**TASK DIRECTIONS**
Reproduce every one of the entries below verbatim, line by line, without changing any wording or punctuation.
# start of EXTRACTED INFORMATION
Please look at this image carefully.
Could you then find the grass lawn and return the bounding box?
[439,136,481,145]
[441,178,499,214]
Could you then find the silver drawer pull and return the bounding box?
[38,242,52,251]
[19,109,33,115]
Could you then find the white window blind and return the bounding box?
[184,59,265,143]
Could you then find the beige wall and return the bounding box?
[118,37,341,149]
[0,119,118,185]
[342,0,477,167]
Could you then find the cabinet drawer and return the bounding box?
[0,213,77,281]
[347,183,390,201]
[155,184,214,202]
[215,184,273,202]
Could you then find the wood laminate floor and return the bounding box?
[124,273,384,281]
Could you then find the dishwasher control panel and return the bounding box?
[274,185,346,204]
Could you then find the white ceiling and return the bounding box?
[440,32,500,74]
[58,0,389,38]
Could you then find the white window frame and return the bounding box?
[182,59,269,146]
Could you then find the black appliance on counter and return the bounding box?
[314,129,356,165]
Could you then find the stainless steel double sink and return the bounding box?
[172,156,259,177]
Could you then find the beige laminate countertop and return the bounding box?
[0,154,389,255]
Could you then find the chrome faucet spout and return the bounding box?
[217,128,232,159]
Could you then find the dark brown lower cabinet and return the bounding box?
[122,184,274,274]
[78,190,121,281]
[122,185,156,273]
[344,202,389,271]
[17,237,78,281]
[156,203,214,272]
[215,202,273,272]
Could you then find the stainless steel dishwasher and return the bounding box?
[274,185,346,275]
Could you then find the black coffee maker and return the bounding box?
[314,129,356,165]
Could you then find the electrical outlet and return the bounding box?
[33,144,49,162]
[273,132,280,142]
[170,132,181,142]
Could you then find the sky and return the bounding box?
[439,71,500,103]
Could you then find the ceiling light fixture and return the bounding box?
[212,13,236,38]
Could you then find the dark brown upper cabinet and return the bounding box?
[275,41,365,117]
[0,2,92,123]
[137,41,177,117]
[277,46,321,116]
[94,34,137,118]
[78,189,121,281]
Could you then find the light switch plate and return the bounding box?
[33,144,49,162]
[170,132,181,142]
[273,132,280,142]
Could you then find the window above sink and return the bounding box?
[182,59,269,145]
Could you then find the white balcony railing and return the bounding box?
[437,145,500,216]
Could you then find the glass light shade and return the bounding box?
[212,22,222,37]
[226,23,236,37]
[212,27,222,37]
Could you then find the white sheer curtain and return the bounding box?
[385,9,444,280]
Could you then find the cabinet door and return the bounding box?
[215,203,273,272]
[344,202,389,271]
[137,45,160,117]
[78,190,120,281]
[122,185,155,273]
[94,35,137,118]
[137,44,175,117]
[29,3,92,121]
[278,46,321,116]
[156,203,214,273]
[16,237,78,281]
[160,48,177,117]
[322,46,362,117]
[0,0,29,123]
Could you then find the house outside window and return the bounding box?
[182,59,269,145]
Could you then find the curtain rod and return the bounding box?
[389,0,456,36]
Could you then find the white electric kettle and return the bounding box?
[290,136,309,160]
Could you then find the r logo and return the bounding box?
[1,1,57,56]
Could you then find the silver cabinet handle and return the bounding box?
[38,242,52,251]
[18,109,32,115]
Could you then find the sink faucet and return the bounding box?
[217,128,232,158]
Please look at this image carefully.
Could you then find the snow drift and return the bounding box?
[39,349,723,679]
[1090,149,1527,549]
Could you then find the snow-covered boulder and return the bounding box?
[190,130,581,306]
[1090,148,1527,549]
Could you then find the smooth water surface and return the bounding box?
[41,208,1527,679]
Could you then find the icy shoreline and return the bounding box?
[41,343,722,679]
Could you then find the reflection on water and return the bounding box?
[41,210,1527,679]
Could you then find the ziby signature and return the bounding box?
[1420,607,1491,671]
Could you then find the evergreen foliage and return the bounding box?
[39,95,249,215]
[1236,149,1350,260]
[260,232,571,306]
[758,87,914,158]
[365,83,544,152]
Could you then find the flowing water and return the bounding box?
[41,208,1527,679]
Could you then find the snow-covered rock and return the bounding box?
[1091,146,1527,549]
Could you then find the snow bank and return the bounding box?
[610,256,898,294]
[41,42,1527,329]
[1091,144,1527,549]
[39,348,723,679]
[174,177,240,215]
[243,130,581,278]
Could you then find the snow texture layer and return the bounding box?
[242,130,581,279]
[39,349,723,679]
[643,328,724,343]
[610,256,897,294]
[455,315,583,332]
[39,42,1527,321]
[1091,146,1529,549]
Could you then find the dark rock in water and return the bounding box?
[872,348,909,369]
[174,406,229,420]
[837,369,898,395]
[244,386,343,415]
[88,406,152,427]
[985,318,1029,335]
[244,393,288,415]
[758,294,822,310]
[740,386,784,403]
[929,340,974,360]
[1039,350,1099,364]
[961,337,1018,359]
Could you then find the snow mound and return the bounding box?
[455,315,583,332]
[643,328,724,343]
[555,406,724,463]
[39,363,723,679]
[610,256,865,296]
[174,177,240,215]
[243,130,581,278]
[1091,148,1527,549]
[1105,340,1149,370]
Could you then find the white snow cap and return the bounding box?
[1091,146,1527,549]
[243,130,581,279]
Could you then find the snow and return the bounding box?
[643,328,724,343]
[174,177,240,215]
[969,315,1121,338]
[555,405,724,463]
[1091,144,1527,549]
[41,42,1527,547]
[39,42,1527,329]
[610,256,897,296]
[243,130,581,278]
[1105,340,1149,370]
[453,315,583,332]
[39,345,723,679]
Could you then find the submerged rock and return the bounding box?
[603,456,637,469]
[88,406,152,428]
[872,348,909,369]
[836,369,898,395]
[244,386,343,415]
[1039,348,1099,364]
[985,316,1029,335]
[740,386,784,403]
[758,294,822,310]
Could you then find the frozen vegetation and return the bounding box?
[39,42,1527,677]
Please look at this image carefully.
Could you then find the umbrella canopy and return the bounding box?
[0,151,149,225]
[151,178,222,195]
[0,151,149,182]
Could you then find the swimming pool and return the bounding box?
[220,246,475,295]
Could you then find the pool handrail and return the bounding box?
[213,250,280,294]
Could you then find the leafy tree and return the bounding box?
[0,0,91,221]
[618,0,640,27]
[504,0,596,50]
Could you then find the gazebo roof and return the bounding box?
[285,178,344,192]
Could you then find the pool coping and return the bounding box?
# end of EXTRACTED INFORMATION
**RESPONSE TO THE EXERCISE**
Please look at this image carefully.
Could you then find the grass lawn and return the bounding box?
[439,136,481,145]
[441,178,499,214]
Could you then find the silver drawer pull and return the bounding box?
[38,242,52,251]
[19,109,33,115]
Could you then find the white window blind and return the bounding box?
[184,59,265,143]
Could you then find the beige wall and return the bounding box?
[118,37,341,149]
[0,119,118,185]
[342,0,477,167]
Could you then find the cabinet drawer and return the bounding box?
[0,213,77,281]
[347,183,390,201]
[155,184,214,202]
[215,184,273,202]
Could you then find the wood laminate floor and return the bounding box?
[124,273,384,281]
Could you then find the dishwasher control panel and return the bounding box?
[274,185,346,204]
Could you then find the white ceiling and return the bounding box?
[440,32,500,74]
[58,0,389,38]
Could you then find the white window frame and return the bounding box?
[182,59,269,146]
Could you then find the black appliance on counter and return the bounding box?
[314,129,356,165]
Could you then find the stainless steel double sink and return the bounding box?
[172,156,259,177]
Could you then find the beige laminate countertop and return the bounding box?
[0,154,389,255]
Could you then find the chrome faucet spout and return the bounding box?
[217,128,232,159]
Could you then find the dark brown lower cabinet and return the bounding box?
[122,184,274,274]
[78,190,121,281]
[122,185,156,273]
[344,202,389,271]
[17,237,78,281]
[156,203,214,272]
[215,202,273,272]
Could you then find the stainless steel dishwasher and return the bounding box?
[274,185,346,275]
Could you then find the black coffee maker and return the bounding box?
[314,129,356,165]
Could you then find the electrical outlet and return the bounding box?
[33,144,49,162]
[273,132,280,142]
[170,132,181,142]
Could you then find the sky and return the bounding box?
[439,71,500,103]
Could you then find the ceiling light fixture and return the bounding box?
[212,13,236,38]
Could you then find the dark brown upper cabinet and return the bounding box?
[275,41,365,117]
[0,2,92,123]
[137,41,177,117]
[277,46,321,116]
[94,34,137,118]
[78,189,121,281]
Could you then find the light switch plate and return the bounding box?
[33,144,49,162]
[170,132,181,142]
[273,132,280,142]
Could you then find the window above sink and return the bounding box?
[182,59,269,145]
Could you then find the white balcony railing and return the bounding box?
[437,145,500,216]
Could you then find the glass light shade and return the bounding box?
[212,22,222,37]
[226,23,236,37]
[212,27,222,37]
Could you then find the white sheer curtain and return the bounding box?
[385,9,444,280]
Could you then find the cabinet door and return the bounding box?
[215,203,273,272]
[344,202,389,271]
[137,45,160,117]
[78,190,120,281]
[122,185,155,273]
[94,35,137,118]
[137,44,175,117]
[29,3,92,121]
[278,46,321,116]
[156,203,214,273]
[16,237,78,281]
[160,48,177,117]
[322,46,362,117]
[0,0,29,123]
Could you then find the house outside window and return the bounding box?
[182,59,269,145]
Could you then find the curtain rod and return the bounding box?
[389,0,456,36]
Could you then find the white electric kettle and return the bounding box?
[290,136,309,160]
Could you then find the r logo and return the bounding box?
[1,1,57,56]
Could you then find the silver cabinet handle and return the bounding box?
[38,242,52,251]
[18,109,32,115]
Could you then find the sink faucet and return the bounding box?
[217,128,232,158]
Please look at this image carefully.
Could you then find the snow drift and return the bounding box?
[39,349,723,679]
[1090,149,1527,549]
Could you then find the snow-covered boulder and return the bounding box?
[190,130,581,306]
[1090,148,1527,549]
Could you then find the smooth water surface and return the bounding box?
[41,208,1527,679]
Could you then find the icy shoreline and return the bounding box?
[41,343,722,679]
Could you then find the reflection on water and return the bounding box?
[41,210,1527,679]
Could you then find the ziby signature and return the bounding box?
[1420,607,1491,671]
Could you then find the evergreen foliage and return the bounding box?
[39,95,249,215]
[1236,149,1350,260]
[260,232,571,306]
[758,87,914,158]
[365,83,544,152]
Could you then find the flowing water and return the bounding box?
[41,208,1527,679]
Could you then find the snow-covered rock and return the bounding box?
[1091,146,1527,549]
Could you then find the snow bank and return the bounding box?
[610,256,898,294]
[41,42,1527,329]
[1091,144,1527,549]
[39,348,723,679]
[174,177,240,215]
[243,130,581,278]
Could you then find the snow texture layer and return the bounding box?
[242,130,581,279]
[39,349,723,679]
[643,328,724,343]
[610,256,897,294]
[455,315,583,332]
[39,42,1527,321]
[1091,146,1529,549]
Could you then find the dark rock in water and return the bounding box?
[872,348,909,369]
[174,406,229,420]
[837,369,898,395]
[244,386,343,415]
[88,406,152,427]
[985,318,1029,335]
[244,393,288,415]
[758,294,822,310]
[740,386,784,403]
[929,340,974,360]
[1039,350,1099,364]
[961,337,1018,359]
Could you then find the snow mound and return the bounding box?
[455,315,583,332]
[643,328,724,343]
[555,406,724,463]
[39,363,723,679]
[610,256,865,296]
[174,177,240,215]
[243,130,581,278]
[1091,148,1527,549]
[1105,340,1149,370]
Could you then find the white snow cap and return the bounding box?
[1091,146,1527,549]
[243,130,581,279]
Could you then find the snow and return the bounding box?
[643,328,724,343]
[174,177,240,215]
[969,315,1121,338]
[555,405,724,463]
[1091,144,1527,549]
[41,42,1527,547]
[39,42,1527,329]
[610,256,897,296]
[243,130,581,278]
[1105,340,1149,370]
[453,315,583,332]
[39,345,723,679]
Could you then find the submerged rock and return the bounding box?
[603,456,637,469]
[88,406,152,428]
[872,348,909,369]
[836,369,898,395]
[244,386,343,415]
[1039,348,1099,364]
[985,316,1029,335]
[740,386,784,403]
[758,294,822,310]
Could you then find the frozen vegetation and return the bounding box?
[39,42,1527,677]
Please look at this image carefully.
Could you then find the umbrella canopy and return the bounding box?
[0,151,149,225]
[151,178,222,195]
[0,151,149,182]
Could you then find the swimming pool and return the bounding box?
[220,246,475,295]
Could you then find the pool handrail and return the bounding box?
[213,250,280,294]
Could you then find the leafy tree and return the bounding box?
[0,0,91,221]
[618,0,640,27]
[504,0,596,50]
Could you then find the gazebo roof and return the bounding box?
[285,178,344,192]
Could you then find the pool coping and return the bounding box?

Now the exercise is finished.